_Aim of the exercise_: All lines below must be repeated exactly, with the pictures omitted.
= = =
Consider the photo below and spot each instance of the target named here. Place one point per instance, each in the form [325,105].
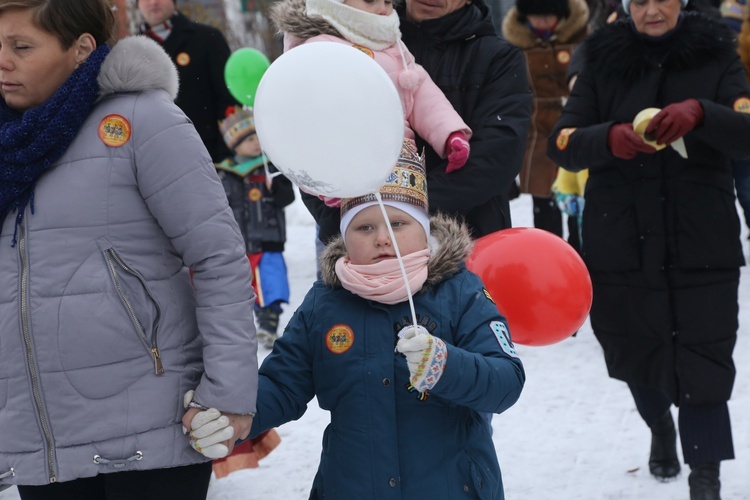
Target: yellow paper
[640,123]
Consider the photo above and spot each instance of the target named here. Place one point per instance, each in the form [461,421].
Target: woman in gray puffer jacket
[107,198]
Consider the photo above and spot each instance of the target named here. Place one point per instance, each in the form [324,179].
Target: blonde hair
[69,19]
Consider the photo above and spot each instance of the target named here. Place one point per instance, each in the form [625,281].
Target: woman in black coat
[660,231]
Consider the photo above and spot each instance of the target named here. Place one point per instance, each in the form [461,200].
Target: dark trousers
[548,216]
[705,430]
[189,482]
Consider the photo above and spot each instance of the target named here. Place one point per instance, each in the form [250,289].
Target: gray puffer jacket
[101,330]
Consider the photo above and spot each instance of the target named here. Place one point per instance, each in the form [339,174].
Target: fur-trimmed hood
[135,64]
[568,28]
[290,17]
[449,240]
[618,50]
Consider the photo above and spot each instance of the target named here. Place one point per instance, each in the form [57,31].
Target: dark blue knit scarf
[31,142]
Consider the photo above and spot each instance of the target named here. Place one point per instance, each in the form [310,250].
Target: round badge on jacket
[183,59]
[114,130]
[339,339]
[563,137]
[742,105]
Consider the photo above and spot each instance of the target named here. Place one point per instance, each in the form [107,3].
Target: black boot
[268,324]
[704,481]
[663,462]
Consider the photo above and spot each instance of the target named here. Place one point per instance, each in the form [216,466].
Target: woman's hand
[624,143]
[212,433]
[674,121]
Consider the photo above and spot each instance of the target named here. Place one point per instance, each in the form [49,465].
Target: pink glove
[458,151]
[330,201]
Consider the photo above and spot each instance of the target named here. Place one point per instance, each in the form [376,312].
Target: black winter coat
[200,53]
[658,228]
[484,77]
[259,211]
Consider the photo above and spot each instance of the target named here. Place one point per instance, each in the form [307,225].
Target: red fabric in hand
[458,151]
[674,121]
[624,143]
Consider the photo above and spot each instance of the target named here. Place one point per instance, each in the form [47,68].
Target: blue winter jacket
[383,441]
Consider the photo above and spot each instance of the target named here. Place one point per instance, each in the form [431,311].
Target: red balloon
[538,281]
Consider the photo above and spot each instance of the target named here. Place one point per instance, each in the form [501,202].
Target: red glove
[624,143]
[458,151]
[674,121]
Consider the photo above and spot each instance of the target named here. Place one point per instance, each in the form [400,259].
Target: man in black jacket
[200,53]
[484,77]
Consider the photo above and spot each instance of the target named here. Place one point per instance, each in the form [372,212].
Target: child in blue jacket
[405,401]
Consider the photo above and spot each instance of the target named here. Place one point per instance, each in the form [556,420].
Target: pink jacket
[426,109]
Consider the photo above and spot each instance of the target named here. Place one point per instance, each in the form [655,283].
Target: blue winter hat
[626,5]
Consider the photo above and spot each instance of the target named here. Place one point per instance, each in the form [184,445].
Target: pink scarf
[383,281]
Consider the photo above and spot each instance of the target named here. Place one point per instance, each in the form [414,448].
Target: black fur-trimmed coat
[658,225]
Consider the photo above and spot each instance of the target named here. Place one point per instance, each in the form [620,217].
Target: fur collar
[450,243]
[290,17]
[569,28]
[135,64]
[617,50]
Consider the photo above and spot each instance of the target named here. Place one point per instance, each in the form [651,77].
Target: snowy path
[573,435]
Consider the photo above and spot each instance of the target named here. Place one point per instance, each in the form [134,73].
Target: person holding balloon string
[404,419]
[373,28]
[660,228]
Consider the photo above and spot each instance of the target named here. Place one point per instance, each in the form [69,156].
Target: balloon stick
[398,257]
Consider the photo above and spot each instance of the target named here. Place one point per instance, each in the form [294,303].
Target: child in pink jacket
[373,27]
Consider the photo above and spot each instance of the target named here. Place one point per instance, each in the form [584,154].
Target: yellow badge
[365,50]
[114,130]
[742,105]
[563,138]
[183,59]
[339,339]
= = =
_Answer to this problem_:
Consider the photo below and spot each instance of the target named here. Place one point per instance, each in the form [325,105].
Target: yellow paper
[640,123]
Consider the photo above and spot each instance of the target named here. Place one point per instance, each in the form [461,421].
Target: woman in gray puffer jacket
[107,198]
Consider the photo above and spot each instance of the target named here. Place one point per instance, each in the form [324,179].
Target: blonde hair
[69,19]
Consider the photo above and spot each instance of the target named here. Place one point per instance, each in the form [625,281].
Target: woman in black coat
[660,231]
Consider the photo above and spot each instance of the target named here. Place one point per instance, each in the form [461,200].
Target: dark trousers
[548,216]
[705,430]
[189,482]
Consider the photo above and spot each instance of the target named here. Place one point per instance, each in the form [250,289].
Target: gray puffer jacket
[101,330]
Consider the photo above and spot each instance of the target named here. Place one point per instance, each in the form [339,174].
Target: fur-trimmed hood
[135,64]
[568,28]
[290,17]
[449,240]
[618,50]
Consider the photo above and spot each instance of the target named here. Place one point per instance, each in the form [57,31].
Target: dark blue knit scarf
[31,142]
Consider the photo above and spot each instance of the target named here. Place one point per instance, each in the form [310,250].
Target: round badge on jacket
[183,59]
[114,130]
[339,339]
[563,137]
[742,105]
Consider the photo above and spot each instance of the target named here. Place one point per instance, each in the form [107,3].
Target: black boot
[268,324]
[704,481]
[663,462]
Consider the photo above and spot each instance of the target named here. Place one point per instance, each in the form [216,466].
Target: woman's hand
[624,143]
[212,433]
[674,121]
Consider the photo above and spot each instance of the target named here. Place one point per instance, each in the form [49,465].
Target: pink glove
[458,151]
[330,201]
Consider the photo above and spot each instance of the target named here. Place one point per instance, each in the form [376,312].
Target: black winter coat
[200,53]
[658,228]
[484,77]
[259,211]
Consider the photo above and spot each instance of the target named here. Place one point per instance, each in the form [307,225].
Target: red fabric in hand
[458,151]
[674,121]
[624,143]
Consider the photo above and spot each instance of the target named here. Place one point per instance, each in the form [47,68].
Target: blue winter jacket
[383,441]
Consider the photo above and spot each instance of the target named here. Place one point per instance, each in the form [431,311].
Target: red balloon
[538,281]
Consider the photo above and spot each instance of the target named here. Place one point per instance, each in the form [501,202].
Target: red glove
[624,143]
[458,151]
[674,121]
Consider the photo above and spot each instance of the target named here. Place one point per instance, each in the form [400,259].
Target: man in black jacket
[200,53]
[484,77]
Consider the photo above and spot each instance of the target named here. Place one point per instance, each in the form [372,212].
Target: child in blue jacket
[405,401]
Consider the photo above and spot each instance of the target named here. Place one point per instance, each in the form [556,420].
Target: pink jacket
[426,109]
Consider the photo above and spot each instance of the target named here. Place one point per instance, each in the form [655,283].
Target: blue winter hat
[626,5]
Consider the photo above and spot each instance of the target named here. Place one point per instance, each in the form [184,445].
Target: pink scarf
[383,281]
Consider the photo above and spot each instance of the target named here. Place one point per instance, each in the form [414,448].
Target: black fur-trimmed coat
[658,225]
Consider the photo above and spot each instance of the target named here. Place one point per instance, each in the form [620,217].
Target: fur collar
[450,243]
[290,17]
[569,28]
[135,64]
[617,50]
Consider the photo above and spot each instance of the target named here. Place one point per instance, each in the form [651,77].
Target: snowy path
[573,435]
Consider the photo above and spot each instance of the target named here. Place one point per instance, each in the form [134,73].
Target: person holding balloon string
[404,419]
[373,28]
[660,228]
Consider the photo above and spot each instance of the target named here. Place one point per instance, each in the form [69,156].
Target: balloon stick
[398,257]
Consider the photo above and spot each instance of the target named here. Place one point per instance, each in the form [294,303].
Target: child in pink jacket
[373,27]
Consider the photo above and spot each instance of the target named here. Place one point per instance, each in the form [584,154].
Target: yellow badge
[365,50]
[114,130]
[742,105]
[563,138]
[183,59]
[339,339]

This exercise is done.